§ Task instructions:
Identify every line in the items below that contains the word "branch", and copy each of those lines.

[Start]

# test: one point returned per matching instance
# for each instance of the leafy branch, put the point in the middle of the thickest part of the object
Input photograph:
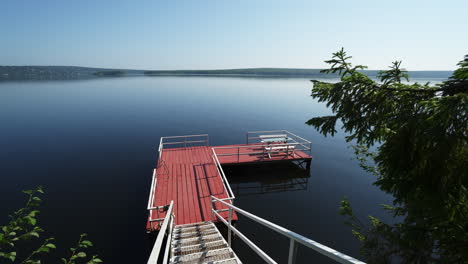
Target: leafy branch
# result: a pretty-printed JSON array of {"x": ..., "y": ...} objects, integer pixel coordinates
[{"x": 22, "y": 228}]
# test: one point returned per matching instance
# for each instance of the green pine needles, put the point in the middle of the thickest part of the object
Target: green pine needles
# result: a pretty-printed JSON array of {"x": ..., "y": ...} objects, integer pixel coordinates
[
  {"x": 19, "y": 236},
  {"x": 419, "y": 136}
]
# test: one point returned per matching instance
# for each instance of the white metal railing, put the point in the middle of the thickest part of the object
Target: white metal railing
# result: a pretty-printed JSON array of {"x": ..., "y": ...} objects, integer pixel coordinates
[
  {"x": 188, "y": 140},
  {"x": 185, "y": 141},
  {"x": 292, "y": 143},
  {"x": 291, "y": 137},
  {"x": 294, "y": 238},
  {"x": 167, "y": 226},
  {"x": 227, "y": 187}
]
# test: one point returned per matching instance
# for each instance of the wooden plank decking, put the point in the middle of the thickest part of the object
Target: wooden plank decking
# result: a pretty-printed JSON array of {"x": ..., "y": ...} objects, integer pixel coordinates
[{"x": 189, "y": 176}]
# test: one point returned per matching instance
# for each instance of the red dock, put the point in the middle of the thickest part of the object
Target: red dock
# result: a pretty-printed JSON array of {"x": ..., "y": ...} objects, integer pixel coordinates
[{"x": 190, "y": 175}]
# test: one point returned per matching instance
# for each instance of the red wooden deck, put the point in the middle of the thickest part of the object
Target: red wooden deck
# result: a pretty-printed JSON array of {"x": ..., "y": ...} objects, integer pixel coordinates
[
  {"x": 189, "y": 176},
  {"x": 253, "y": 154}
]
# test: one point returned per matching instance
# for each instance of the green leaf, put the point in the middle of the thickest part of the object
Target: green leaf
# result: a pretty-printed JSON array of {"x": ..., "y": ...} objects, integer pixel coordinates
[{"x": 50, "y": 245}]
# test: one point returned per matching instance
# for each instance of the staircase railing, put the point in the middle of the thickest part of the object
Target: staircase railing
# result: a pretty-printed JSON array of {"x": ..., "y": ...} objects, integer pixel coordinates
[
  {"x": 294, "y": 238},
  {"x": 167, "y": 226}
]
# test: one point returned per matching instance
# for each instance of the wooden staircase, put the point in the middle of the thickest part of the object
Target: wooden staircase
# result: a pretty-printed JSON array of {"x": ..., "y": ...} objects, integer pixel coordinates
[{"x": 200, "y": 243}]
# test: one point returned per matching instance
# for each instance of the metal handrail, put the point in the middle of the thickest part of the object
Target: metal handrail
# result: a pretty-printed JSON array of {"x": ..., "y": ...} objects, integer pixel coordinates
[
  {"x": 168, "y": 220},
  {"x": 185, "y": 142},
  {"x": 225, "y": 181},
  {"x": 294, "y": 237},
  {"x": 290, "y": 135},
  {"x": 239, "y": 153}
]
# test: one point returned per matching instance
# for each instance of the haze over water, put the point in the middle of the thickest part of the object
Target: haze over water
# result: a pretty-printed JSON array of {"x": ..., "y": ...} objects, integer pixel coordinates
[{"x": 93, "y": 144}]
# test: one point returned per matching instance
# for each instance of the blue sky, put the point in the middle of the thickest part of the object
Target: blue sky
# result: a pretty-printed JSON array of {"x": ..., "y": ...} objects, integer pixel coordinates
[{"x": 177, "y": 34}]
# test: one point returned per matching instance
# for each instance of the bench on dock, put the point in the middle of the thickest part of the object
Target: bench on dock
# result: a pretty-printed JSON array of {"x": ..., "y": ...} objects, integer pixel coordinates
[
  {"x": 273, "y": 138},
  {"x": 278, "y": 149}
]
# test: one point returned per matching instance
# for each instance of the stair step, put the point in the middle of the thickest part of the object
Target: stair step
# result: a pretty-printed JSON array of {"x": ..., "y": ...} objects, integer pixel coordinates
[
  {"x": 202, "y": 257},
  {"x": 200, "y": 233},
  {"x": 227, "y": 261},
  {"x": 194, "y": 224},
  {"x": 196, "y": 240},
  {"x": 199, "y": 248},
  {"x": 192, "y": 228}
]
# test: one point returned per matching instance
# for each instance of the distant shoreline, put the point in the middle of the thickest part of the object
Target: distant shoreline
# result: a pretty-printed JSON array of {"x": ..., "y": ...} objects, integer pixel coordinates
[{"x": 17, "y": 73}]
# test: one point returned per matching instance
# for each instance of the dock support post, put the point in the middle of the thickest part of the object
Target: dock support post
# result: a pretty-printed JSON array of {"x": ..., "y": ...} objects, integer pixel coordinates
[
  {"x": 292, "y": 251},
  {"x": 230, "y": 224}
]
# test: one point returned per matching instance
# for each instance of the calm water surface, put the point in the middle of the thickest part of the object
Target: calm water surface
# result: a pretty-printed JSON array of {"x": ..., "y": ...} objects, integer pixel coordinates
[{"x": 93, "y": 144}]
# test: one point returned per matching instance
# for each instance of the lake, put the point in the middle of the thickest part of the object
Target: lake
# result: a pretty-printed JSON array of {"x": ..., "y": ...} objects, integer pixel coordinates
[{"x": 93, "y": 145}]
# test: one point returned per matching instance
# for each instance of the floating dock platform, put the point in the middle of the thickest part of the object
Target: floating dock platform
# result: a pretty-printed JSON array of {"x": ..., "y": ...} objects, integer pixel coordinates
[{"x": 189, "y": 172}]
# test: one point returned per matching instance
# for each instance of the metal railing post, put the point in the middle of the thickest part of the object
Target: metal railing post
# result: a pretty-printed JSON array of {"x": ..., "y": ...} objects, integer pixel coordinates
[
  {"x": 230, "y": 225},
  {"x": 212, "y": 208},
  {"x": 292, "y": 251}
]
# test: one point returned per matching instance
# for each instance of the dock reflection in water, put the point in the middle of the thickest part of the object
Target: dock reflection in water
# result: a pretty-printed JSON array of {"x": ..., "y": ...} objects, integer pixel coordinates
[{"x": 267, "y": 178}]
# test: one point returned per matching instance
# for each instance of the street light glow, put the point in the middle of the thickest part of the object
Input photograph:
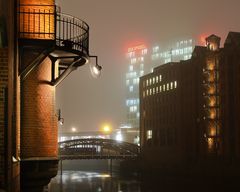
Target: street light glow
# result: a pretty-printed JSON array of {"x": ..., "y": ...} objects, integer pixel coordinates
[{"x": 106, "y": 128}]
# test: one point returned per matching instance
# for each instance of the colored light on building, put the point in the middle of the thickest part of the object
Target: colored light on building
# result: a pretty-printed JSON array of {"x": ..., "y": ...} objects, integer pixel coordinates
[
  {"x": 135, "y": 48},
  {"x": 37, "y": 19}
]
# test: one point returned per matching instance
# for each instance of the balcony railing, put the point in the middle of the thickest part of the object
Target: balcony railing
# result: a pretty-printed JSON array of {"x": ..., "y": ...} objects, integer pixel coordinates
[{"x": 46, "y": 22}]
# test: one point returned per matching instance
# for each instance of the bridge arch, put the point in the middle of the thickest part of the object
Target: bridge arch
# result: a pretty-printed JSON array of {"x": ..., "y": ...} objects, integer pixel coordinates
[{"x": 96, "y": 148}]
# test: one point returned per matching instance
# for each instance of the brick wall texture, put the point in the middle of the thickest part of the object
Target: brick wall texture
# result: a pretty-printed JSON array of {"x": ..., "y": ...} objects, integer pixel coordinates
[
  {"x": 3, "y": 86},
  {"x": 38, "y": 119}
]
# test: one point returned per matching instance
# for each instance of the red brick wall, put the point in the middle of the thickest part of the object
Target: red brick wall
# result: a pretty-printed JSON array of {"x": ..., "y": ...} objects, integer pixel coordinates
[
  {"x": 3, "y": 85},
  {"x": 38, "y": 119}
]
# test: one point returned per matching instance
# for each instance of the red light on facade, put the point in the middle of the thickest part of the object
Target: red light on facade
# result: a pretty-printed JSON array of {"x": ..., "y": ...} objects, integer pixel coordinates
[{"x": 135, "y": 48}]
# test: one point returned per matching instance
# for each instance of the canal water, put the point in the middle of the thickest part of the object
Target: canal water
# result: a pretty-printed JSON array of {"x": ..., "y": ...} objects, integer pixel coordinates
[
  {"x": 98, "y": 176},
  {"x": 92, "y": 176}
]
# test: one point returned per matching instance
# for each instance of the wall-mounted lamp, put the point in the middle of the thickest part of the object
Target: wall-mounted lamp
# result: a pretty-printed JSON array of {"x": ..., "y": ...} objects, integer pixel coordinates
[
  {"x": 60, "y": 119},
  {"x": 95, "y": 68}
]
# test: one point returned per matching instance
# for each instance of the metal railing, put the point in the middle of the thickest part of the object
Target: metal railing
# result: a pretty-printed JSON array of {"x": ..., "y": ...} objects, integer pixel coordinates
[{"x": 46, "y": 22}]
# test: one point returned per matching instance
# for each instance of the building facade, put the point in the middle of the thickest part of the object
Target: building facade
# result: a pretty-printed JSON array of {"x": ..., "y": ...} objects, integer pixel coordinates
[
  {"x": 189, "y": 109},
  {"x": 38, "y": 49},
  {"x": 142, "y": 60}
]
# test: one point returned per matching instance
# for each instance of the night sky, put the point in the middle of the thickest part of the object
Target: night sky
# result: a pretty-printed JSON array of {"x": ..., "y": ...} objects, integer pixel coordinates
[{"x": 86, "y": 103}]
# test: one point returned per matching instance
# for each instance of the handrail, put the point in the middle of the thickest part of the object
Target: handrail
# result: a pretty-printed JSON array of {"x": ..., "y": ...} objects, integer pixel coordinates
[{"x": 46, "y": 22}]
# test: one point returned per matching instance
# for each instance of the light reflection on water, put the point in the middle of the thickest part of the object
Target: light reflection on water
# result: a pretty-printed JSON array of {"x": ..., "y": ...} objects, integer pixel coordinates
[{"x": 84, "y": 181}]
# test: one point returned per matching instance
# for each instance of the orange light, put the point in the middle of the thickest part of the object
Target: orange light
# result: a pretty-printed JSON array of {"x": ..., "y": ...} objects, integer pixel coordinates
[
  {"x": 106, "y": 128},
  {"x": 37, "y": 19}
]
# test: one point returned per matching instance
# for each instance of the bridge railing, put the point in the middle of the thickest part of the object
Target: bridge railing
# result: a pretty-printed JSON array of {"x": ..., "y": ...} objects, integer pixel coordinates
[{"x": 98, "y": 147}]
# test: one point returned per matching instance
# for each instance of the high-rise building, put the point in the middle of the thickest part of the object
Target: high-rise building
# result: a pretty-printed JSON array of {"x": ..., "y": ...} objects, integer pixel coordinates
[
  {"x": 142, "y": 60},
  {"x": 190, "y": 110},
  {"x": 39, "y": 47}
]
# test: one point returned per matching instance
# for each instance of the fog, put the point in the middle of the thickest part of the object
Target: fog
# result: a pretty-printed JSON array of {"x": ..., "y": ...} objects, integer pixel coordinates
[{"x": 86, "y": 102}]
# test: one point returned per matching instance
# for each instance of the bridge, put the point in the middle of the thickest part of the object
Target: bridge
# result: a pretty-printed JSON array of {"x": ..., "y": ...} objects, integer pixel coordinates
[{"x": 96, "y": 148}]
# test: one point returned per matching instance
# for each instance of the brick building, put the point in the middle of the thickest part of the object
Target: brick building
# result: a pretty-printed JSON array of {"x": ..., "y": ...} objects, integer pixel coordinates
[
  {"x": 36, "y": 54},
  {"x": 189, "y": 110}
]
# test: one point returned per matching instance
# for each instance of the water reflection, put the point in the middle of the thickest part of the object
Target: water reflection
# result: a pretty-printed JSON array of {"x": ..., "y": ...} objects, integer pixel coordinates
[{"x": 83, "y": 181}]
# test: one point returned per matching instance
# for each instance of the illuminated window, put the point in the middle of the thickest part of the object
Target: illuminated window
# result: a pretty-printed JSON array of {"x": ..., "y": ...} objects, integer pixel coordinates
[
  {"x": 155, "y": 49},
  {"x": 134, "y": 81},
  {"x": 131, "y": 54},
  {"x": 131, "y": 88},
  {"x": 130, "y": 68},
  {"x": 149, "y": 134},
  {"x": 175, "y": 84},
  {"x": 144, "y": 51},
  {"x": 133, "y": 60}
]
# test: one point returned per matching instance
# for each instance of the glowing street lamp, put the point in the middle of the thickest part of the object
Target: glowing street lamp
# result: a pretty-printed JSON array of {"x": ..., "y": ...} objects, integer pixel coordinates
[{"x": 95, "y": 68}]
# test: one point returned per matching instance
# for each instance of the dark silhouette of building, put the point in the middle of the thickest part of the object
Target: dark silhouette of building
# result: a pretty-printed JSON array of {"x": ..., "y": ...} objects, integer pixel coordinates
[
  {"x": 39, "y": 47},
  {"x": 189, "y": 110}
]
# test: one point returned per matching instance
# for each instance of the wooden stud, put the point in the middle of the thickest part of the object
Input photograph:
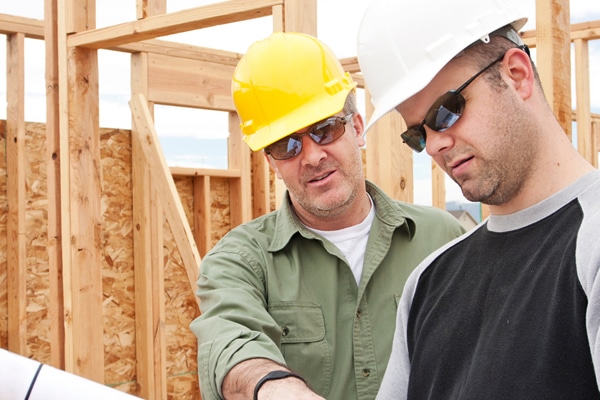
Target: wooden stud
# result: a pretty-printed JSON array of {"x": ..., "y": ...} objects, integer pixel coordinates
[{"x": 16, "y": 256}]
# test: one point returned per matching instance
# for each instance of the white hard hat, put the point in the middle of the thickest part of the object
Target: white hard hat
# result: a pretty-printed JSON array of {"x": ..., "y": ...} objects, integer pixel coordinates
[{"x": 403, "y": 44}]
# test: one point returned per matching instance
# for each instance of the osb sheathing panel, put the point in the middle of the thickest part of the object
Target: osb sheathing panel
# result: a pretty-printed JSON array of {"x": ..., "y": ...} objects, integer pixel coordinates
[{"x": 117, "y": 278}]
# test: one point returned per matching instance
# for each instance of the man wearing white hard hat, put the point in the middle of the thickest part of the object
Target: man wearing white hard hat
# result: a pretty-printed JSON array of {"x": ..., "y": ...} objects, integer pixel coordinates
[{"x": 512, "y": 309}]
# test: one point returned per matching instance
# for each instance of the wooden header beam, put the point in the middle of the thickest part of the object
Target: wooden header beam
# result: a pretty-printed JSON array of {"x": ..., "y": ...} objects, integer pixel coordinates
[{"x": 172, "y": 23}]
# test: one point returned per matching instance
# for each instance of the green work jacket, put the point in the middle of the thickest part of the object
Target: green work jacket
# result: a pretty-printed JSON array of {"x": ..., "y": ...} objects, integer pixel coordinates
[{"x": 273, "y": 289}]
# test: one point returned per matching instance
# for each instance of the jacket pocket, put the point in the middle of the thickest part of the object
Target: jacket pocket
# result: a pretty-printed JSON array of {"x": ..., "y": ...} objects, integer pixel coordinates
[{"x": 303, "y": 342}]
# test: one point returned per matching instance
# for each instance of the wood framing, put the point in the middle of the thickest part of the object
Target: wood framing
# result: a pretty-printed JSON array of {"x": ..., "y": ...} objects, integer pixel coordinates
[{"x": 102, "y": 241}]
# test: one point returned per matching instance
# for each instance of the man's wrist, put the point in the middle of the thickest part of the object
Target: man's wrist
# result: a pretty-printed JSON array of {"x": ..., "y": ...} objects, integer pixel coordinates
[{"x": 274, "y": 375}]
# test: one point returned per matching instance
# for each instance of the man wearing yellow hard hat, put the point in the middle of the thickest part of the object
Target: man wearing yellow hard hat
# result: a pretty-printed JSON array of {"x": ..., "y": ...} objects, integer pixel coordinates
[{"x": 300, "y": 303}]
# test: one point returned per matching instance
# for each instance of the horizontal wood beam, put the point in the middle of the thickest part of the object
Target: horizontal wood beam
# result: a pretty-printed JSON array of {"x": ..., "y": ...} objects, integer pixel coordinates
[
  {"x": 217, "y": 173},
  {"x": 584, "y": 30},
  {"x": 177, "y": 22},
  {"x": 181, "y": 50}
]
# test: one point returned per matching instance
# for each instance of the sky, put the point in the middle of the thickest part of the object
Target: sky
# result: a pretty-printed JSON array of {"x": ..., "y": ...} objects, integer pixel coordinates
[{"x": 205, "y": 132}]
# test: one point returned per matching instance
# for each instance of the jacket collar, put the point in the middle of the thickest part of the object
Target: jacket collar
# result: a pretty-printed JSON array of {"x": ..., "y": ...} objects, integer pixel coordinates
[{"x": 387, "y": 211}]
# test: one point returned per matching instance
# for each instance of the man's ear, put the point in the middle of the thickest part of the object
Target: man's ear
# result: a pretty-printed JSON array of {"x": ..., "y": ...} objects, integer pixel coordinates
[
  {"x": 518, "y": 69},
  {"x": 272, "y": 164}
]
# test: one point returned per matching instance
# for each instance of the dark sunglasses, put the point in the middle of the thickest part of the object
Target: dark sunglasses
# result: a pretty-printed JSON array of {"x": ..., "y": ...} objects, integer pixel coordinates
[
  {"x": 323, "y": 132},
  {"x": 444, "y": 112}
]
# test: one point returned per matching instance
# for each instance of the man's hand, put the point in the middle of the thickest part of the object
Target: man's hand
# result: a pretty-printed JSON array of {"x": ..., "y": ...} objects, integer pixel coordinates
[{"x": 241, "y": 380}]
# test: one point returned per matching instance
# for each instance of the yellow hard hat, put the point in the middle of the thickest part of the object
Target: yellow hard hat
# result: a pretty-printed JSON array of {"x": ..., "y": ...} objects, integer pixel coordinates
[{"x": 284, "y": 83}]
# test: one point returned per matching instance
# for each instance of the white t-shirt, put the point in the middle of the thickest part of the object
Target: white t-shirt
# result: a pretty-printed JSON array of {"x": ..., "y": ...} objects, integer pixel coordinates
[{"x": 352, "y": 242}]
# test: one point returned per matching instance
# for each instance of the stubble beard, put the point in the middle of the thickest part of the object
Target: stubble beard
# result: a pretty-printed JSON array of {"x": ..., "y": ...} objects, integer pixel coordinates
[{"x": 510, "y": 162}]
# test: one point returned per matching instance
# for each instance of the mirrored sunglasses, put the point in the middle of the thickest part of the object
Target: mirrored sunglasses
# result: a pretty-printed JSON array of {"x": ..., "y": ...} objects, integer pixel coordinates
[
  {"x": 323, "y": 132},
  {"x": 444, "y": 113}
]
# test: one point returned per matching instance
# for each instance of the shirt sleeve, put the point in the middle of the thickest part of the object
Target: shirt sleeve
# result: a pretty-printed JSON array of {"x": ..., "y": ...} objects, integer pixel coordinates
[{"x": 234, "y": 324}]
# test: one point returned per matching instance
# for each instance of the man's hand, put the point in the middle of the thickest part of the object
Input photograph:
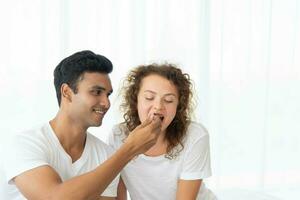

[End]

§ Output of the task:
# for each instance of the leafy branch, put the point in the middle of the thickest part of the object
Target: leafy branch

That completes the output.